Coordinate annotation records
☆ ☆ ☆

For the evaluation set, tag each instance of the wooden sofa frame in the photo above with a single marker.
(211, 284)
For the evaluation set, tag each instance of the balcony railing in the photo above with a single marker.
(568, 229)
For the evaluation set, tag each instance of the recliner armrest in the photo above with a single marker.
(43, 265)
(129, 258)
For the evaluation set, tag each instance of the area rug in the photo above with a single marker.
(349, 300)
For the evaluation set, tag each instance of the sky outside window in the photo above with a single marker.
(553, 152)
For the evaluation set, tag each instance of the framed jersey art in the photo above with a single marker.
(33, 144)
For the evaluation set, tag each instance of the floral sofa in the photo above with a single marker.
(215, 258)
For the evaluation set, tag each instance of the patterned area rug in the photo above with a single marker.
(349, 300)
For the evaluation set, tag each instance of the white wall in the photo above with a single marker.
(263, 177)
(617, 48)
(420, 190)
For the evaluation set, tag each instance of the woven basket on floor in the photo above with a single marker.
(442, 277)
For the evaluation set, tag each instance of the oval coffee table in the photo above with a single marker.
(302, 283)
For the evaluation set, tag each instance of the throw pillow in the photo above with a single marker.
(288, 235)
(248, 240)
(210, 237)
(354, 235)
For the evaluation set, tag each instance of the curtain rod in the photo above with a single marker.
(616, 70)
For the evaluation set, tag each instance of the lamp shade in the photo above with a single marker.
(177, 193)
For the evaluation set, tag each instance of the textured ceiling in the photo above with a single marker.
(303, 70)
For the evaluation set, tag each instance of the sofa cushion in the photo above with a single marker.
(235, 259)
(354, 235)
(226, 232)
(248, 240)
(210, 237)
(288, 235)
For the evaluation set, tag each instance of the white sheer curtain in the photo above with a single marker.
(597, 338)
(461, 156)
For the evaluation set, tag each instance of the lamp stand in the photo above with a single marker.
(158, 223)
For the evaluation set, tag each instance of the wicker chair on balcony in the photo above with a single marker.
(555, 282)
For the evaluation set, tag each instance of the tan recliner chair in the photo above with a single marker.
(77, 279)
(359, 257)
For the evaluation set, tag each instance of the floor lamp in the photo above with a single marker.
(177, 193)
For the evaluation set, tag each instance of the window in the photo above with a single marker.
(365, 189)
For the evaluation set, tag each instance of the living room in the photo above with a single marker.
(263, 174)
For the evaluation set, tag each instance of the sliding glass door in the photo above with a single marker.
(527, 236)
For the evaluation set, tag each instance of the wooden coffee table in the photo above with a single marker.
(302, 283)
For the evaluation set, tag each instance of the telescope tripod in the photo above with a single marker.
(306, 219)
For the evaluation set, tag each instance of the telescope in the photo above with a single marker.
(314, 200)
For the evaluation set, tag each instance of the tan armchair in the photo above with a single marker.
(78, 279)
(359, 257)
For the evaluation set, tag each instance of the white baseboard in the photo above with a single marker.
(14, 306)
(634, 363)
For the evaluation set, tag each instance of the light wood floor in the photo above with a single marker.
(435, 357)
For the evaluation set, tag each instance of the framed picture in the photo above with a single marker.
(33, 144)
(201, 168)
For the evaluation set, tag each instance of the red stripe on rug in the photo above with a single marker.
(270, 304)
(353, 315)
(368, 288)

☆ ☆ ☆

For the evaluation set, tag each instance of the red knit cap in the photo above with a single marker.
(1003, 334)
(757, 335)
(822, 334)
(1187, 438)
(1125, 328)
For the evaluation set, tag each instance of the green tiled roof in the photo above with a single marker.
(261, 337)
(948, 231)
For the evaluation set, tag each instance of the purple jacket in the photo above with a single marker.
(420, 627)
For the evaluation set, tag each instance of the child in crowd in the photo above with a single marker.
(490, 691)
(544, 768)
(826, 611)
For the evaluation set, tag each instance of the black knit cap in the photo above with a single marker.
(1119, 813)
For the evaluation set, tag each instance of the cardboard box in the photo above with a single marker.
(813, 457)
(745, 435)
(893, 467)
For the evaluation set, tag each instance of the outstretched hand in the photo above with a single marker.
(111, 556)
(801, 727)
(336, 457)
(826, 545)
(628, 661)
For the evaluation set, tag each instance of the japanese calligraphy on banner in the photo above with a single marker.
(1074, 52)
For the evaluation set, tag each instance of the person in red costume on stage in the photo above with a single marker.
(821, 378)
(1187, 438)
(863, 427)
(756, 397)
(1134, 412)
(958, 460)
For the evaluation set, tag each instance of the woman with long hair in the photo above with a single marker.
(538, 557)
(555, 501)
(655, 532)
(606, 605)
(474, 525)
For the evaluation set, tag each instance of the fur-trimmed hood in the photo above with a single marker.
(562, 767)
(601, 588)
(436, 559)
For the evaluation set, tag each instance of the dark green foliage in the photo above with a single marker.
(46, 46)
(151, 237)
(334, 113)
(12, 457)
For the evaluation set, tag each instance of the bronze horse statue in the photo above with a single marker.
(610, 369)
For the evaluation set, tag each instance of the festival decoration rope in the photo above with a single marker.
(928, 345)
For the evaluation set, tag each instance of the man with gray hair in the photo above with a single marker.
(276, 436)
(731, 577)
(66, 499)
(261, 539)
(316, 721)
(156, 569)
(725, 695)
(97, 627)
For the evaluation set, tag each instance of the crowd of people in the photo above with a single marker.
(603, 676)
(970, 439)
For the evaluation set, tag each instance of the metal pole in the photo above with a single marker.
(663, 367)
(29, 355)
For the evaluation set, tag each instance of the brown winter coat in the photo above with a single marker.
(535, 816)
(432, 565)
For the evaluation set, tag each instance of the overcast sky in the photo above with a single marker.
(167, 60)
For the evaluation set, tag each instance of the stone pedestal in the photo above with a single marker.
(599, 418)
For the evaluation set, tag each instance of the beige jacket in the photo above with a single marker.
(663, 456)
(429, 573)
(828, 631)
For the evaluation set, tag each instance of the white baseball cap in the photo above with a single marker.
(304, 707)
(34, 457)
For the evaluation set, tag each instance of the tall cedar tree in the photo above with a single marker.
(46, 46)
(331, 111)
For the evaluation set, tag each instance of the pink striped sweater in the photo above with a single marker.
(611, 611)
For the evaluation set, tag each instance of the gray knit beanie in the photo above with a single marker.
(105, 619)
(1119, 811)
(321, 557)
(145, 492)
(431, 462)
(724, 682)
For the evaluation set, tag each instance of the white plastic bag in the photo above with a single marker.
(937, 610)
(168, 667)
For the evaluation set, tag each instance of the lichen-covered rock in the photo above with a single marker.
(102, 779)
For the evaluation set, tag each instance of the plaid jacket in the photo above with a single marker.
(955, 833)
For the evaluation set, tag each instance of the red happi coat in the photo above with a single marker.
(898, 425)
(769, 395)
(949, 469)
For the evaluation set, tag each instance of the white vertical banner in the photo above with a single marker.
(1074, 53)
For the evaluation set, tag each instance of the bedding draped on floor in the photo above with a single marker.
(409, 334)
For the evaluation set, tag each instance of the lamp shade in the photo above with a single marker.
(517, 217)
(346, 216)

☆ ☆ ☆

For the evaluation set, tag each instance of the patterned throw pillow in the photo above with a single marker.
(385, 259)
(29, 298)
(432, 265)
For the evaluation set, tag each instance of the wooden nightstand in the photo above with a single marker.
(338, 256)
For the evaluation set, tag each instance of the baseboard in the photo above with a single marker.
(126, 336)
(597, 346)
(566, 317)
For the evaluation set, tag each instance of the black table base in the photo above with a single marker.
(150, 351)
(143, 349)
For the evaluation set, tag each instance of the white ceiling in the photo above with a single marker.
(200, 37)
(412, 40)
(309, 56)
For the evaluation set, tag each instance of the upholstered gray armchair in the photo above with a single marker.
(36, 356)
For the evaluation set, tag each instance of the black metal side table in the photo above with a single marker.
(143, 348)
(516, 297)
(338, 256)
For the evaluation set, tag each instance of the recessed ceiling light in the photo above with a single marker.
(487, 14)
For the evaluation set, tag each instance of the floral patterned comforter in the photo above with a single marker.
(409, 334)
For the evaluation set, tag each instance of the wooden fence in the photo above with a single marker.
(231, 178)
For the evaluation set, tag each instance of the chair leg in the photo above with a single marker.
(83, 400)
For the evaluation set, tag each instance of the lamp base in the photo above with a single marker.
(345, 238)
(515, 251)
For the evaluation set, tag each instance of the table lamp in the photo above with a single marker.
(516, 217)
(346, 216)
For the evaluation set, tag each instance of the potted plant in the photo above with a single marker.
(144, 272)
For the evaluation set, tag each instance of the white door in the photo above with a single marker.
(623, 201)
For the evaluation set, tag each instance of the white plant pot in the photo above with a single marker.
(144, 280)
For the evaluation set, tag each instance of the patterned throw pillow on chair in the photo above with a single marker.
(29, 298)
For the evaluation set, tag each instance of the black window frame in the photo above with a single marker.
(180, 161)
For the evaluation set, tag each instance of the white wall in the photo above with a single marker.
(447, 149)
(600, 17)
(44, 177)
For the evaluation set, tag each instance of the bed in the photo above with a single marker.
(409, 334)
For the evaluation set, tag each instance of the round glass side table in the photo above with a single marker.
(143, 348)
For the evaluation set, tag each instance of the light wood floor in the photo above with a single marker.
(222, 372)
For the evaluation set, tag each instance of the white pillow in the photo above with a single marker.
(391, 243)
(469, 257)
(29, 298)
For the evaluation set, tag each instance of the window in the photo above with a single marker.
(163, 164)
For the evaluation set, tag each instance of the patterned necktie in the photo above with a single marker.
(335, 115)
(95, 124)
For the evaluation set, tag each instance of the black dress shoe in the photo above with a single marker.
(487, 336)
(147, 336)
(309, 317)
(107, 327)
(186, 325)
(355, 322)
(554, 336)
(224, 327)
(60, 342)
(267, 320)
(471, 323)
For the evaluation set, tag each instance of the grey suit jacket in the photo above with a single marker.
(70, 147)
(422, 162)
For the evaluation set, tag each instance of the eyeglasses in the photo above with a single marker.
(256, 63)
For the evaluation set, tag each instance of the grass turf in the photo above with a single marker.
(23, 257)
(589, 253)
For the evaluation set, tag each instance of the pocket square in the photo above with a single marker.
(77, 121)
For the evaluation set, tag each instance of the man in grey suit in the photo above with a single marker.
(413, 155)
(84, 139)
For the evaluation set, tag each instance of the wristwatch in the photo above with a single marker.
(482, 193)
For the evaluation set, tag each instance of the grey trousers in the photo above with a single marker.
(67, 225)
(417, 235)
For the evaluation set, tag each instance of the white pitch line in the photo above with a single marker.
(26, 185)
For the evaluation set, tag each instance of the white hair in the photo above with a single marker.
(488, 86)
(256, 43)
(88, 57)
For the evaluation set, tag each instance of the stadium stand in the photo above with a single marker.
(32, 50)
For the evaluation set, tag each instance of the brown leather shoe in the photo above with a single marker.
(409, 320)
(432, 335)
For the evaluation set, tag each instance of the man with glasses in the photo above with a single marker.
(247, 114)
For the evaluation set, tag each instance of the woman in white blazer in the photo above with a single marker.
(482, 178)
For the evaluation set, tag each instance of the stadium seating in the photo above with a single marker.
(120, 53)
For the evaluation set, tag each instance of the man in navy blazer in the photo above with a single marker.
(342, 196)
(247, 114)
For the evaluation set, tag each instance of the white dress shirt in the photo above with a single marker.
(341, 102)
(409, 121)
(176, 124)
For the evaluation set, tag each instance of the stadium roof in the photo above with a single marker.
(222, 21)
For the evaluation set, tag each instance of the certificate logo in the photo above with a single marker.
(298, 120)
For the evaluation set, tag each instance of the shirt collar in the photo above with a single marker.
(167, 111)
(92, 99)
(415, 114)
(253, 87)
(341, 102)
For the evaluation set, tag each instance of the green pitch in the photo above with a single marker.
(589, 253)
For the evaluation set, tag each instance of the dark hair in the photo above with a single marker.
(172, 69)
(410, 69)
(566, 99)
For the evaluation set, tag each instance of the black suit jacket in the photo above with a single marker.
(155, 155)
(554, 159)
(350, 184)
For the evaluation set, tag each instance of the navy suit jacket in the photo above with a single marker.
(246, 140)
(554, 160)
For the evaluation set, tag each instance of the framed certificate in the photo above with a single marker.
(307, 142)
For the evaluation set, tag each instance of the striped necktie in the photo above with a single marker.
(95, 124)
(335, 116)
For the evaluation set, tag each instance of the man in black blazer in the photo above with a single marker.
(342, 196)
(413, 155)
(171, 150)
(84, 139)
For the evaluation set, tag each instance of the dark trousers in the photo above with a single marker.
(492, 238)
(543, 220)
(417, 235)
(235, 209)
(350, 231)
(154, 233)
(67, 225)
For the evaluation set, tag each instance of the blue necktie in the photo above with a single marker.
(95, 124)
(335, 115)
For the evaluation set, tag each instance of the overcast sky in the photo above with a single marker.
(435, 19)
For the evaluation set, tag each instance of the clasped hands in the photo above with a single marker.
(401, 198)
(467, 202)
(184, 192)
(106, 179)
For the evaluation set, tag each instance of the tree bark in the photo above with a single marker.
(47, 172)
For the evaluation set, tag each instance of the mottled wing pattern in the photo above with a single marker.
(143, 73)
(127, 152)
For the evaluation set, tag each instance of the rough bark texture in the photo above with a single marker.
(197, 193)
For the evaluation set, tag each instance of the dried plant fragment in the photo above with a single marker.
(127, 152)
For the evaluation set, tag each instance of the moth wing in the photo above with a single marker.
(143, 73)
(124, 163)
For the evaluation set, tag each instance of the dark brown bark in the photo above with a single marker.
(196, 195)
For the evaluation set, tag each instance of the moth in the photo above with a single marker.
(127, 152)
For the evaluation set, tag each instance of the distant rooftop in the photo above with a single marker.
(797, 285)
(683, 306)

☆ ☆ ☆

Work required
Show every line of the records above that contains the string "gray". Case counts, so match only that exact capitalization.

Reply
For the evaluation set, tag each instance of the man with gray hair in the photo above with a single marker.
For the evaluation set, tag each instance of the gray knit beanie in the photo above with a single marker.
For the evaluation set, tag each instance of the upholstered gray armchair in the photo above with a single marker.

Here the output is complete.